• DATA:
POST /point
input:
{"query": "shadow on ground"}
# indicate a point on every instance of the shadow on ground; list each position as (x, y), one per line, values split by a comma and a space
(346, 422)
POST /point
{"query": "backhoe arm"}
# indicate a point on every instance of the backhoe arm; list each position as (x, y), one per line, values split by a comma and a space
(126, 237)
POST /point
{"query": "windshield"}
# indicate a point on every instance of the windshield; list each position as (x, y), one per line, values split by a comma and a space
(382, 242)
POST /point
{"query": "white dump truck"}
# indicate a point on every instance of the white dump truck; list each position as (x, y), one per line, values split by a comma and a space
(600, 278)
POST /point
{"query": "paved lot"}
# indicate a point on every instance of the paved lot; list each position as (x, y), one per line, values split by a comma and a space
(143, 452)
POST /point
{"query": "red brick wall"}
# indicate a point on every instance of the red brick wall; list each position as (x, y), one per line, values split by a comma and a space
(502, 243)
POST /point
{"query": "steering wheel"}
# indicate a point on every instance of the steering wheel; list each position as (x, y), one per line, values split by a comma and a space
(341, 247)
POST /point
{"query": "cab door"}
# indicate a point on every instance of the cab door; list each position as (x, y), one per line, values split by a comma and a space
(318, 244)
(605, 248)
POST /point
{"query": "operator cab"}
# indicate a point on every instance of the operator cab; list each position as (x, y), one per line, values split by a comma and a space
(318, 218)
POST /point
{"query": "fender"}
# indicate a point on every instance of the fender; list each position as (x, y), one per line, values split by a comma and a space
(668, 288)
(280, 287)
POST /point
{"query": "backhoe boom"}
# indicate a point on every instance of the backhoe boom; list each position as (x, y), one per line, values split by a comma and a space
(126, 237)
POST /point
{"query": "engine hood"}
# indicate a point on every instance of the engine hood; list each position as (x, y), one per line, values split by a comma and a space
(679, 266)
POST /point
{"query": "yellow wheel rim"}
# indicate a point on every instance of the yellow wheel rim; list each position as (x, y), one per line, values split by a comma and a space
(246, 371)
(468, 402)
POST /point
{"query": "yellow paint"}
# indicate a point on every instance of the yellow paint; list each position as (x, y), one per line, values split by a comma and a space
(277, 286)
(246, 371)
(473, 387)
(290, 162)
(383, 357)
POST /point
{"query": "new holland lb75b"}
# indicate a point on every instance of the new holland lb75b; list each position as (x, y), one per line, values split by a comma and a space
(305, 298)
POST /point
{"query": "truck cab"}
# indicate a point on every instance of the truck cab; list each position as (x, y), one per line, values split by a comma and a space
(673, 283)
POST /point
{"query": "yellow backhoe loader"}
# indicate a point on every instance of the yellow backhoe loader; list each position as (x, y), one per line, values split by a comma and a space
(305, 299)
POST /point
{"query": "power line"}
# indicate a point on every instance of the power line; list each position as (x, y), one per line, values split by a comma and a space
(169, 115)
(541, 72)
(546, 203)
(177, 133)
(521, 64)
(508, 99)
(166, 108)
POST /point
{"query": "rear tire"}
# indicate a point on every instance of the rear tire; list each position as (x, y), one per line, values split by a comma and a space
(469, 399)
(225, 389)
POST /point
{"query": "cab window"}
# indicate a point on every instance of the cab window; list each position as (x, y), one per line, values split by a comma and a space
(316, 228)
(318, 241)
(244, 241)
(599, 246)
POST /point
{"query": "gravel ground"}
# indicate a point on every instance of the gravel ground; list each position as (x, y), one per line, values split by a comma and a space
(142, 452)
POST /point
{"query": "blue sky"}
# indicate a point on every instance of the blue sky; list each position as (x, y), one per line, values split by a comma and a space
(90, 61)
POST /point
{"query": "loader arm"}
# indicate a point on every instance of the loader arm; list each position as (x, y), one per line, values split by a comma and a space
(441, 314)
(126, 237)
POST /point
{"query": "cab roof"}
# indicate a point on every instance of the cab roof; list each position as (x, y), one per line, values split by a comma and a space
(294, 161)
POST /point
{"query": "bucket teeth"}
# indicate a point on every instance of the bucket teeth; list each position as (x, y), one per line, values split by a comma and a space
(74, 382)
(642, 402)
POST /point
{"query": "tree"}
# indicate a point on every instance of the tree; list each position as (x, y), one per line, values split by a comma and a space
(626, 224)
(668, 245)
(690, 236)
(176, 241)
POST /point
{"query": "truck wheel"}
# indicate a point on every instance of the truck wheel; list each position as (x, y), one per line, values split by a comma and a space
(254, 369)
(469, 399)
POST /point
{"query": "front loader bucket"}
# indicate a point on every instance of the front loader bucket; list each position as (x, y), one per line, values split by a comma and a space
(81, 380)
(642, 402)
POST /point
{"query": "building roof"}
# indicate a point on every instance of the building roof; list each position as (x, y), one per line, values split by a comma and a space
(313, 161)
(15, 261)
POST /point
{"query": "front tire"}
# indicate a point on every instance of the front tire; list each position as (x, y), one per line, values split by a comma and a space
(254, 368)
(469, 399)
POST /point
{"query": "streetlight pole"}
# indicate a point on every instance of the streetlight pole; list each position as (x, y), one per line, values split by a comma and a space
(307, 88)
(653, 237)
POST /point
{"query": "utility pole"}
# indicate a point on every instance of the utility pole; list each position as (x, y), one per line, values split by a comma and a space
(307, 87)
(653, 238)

• PROBLEM: Without altering a single word, copy the listing above.

• RESULT FOR THIS TASK:
POST /point
input:
{"query": "shadow on ground"}
# indicate a point on every instance of the shadow on ground; list each position as (x, y), one per line, values split by a comma and a space
(346, 422)
POST /point
{"query": "backhoe arm"}
# indicate a point on every instance of the backhoe arm; list each position as (x, y), one per line, values split by a comma and a space
(126, 237)
POST /point
{"query": "windshield"}
# indicate a point on every instance of the windshield; list each position as (x, y), one per line, values split by a comma and a space
(382, 242)
POST /point
{"query": "white dump truck"}
# indicate a point on every instance of the white dump truck; list each position as (x, y), one per line, values split by a comma and a space
(600, 278)
POST /point
{"query": "paved lot"}
# indicate a point on every instance of the paved lot; list each position as (x, y), one per line, values split by a comma and a space
(143, 452)
POST /point
{"query": "red brick wall"}
# indicate a point on every instance of the red brick wall; list each position as (x, y), one per line, values split by a comma and a space
(502, 243)
POST /point
{"query": "steering wheel"}
# indicate a point on every instance of the steering wheel; list each position as (x, y), one per line, values split by a comma and a space
(341, 247)
POST /point
{"query": "cab door"}
# indicate a point on every instance of the cab door; list each position as (x, y), one per line, values split by a comma and a space
(318, 244)
(605, 248)
POST /point
{"query": "operator cab"}
# indicate a point on every instance of the operator cab; list each position as (x, y), one per line, values split by a comma and a space
(318, 218)
POST /point
{"query": "fender"}
# indicate a point on every instance of the fender; list each position as (x, y), one per line, values split by a comma and a space
(668, 288)
(280, 287)
POST /point
{"query": "backhoe boom"}
# indicate a point on every instance of the backhoe boom; list each position as (x, y), one per line, values split by a comma and a space
(126, 237)
POST /point
{"query": "engine hood"}
# indicate a point on every instance of the engine hood; list each position as (x, y), one per line, values split by a comma and a space
(679, 266)
POST /point
{"query": "yellow wheel rim"}
# indicate a point on every instance of the yellow wheel rim; list each position as (x, y), one per line, values split by a comma and a space
(246, 371)
(468, 402)
POST /point
{"query": "yellow paint"}
# indicate a point on every instance of the yellow paint; list each position as (x, y), one per line, values split by a comma and a space
(277, 286)
(246, 371)
(473, 387)
(290, 162)
(383, 357)
POST /point
{"query": "new holland lb75b"}
# indicate a point on every instance of the new holland lb75b; list each position as (x, y), one per line, values split by a comma and a space
(305, 298)
POST /point
{"query": "truck cab"}
# indicate a point on every instance of the truck cab; list each position as (x, y), one per line, values split by a comma and a space
(673, 283)
POST /point
{"query": "yellow backhoe loader"}
# indicate a point on every instance of the yellow backhoe loader; list each position as (x, y), one per line, values split by a comma and a space
(305, 299)
POST /point
{"query": "power line"}
# indicate a point on every instance of the power line; list each position as (x, y), one per line, values split by a comma and a space
(169, 115)
(541, 72)
(546, 203)
(177, 133)
(521, 64)
(508, 99)
(166, 108)
POST /point
{"query": "rear tire"}
# indicate a point on every instance of the rear tire; list each position as (x, y), one per line, values split by a comma and a space
(469, 399)
(225, 389)
POST /point
{"query": "cab window"}
# indicate a point on every instance of the cab window; list each position as (x, y), one per line, values split by a comma and a space
(316, 228)
(318, 241)
(244, 241)
(599, 246)
POST /point
{"query": "gravel ground"}
# indicate a point on every instance of the gravel ground; list each position as (x, y), one per line, values split by a comma and a space
(142, 452)
POST /point
{"query": "blue sky"}
# indicate a point on every instance of the blue sky; list each position as (x, y), one per line, values split by a comma and a space
(90, 61)
POST /point
{"query": "loader arm"}
# indicate a point on every instance of the loader arm; list each position as (x, y), one per line, values split by a comma and a space
(441, 314)
(126, 237)
POST /point
{"query": "cab roof"}
# indicate a point on every instance of the cab roof; list each position as (x, y), one per line, values split by a comma and a space
(294, 161)
POST /point
{"query": "bucket teeth"}
# indicate a point on every instance of the bucket teeth; list each position as (x, y), one per line, values split by a comma and a space
(74, 382)
(642, 402)
POST /point
{"query": "tree"}
# indicate a point on every instance of the tree; list each position as (x, y), one per line, values split by a comma and a space
(626, 224)
(668, 245)
(690, 236)
(176, 241)
POST /point
{"query": "truck wheel"}
# indicate a point on every instance of the truck wheel; list each position as (x, y), one per line, values split by a comma and a space
(254, 369)
(469, 399)
POST /point
{"query": "front loader bucket"}
# indicate a point on every instance of the front loader bucket; list each position as (x, y), one per line, values split by a comma and a space
(81, 380)
(642, 402)
POST /point
{"query": "building roof"}
# indicate a point on every instance of the building roof; list each position as (x, y), one per line, values split by a comma and a space
(313, 161)
(15, 261)
POST /point
{"query": "front tire"}
# indicate a point on every instance of the front tire; list each position as (x, y), one per line, values split by a comma and a space
(254, 368)
(469, 399)
POST /point
{"query": "streetlight pole"}
# indicate a point on every instance of the streetlight pole; list each position as (x, y), one per line, values split by a comma and a space
(307, 88)
(653, 237)
POST /point
{"query": "utility pole"}
# indicate a point on every instance of the utility pole; list each position as (x, y), one per line, values split by a comma and a space
(307, 87)
(653, 238)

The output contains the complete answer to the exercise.